== Given problem ==
Starting with the line that contains "For the benchmark, mark every instance of the white" and continuing through the end of the records, rewrite those lines as a JSON list of strings, with one string for each line and blank lines left out.

== Material supplied ==
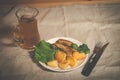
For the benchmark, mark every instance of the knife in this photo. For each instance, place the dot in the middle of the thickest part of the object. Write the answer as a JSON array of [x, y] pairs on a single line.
[[92, 61]]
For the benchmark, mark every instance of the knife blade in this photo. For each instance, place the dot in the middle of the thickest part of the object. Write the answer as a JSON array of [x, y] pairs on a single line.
[[92, 61]]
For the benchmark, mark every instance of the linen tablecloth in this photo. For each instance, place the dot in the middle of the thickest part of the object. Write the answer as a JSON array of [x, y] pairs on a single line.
[[86, 23]]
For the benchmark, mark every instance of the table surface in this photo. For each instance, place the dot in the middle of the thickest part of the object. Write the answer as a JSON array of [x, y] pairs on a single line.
[[86, 23]]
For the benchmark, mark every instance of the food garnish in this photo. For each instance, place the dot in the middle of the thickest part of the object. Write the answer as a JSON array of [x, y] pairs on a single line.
[[61, 54]]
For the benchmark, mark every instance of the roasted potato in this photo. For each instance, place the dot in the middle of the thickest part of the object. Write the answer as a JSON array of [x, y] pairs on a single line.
[[52, 63], [60, 56], [72, 61]]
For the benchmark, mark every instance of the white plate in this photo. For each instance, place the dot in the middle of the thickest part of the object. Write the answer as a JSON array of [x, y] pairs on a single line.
[[80, 63]]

== Answer in full ==
[
  "For the benchmark, mark every instance of the white plate in this photo. For each instance, place the dot in the middle of the thickest part of the object. Write the answer as a JSON array of [x, y] pairs on a single line.",
  "[[80, 63]]"
]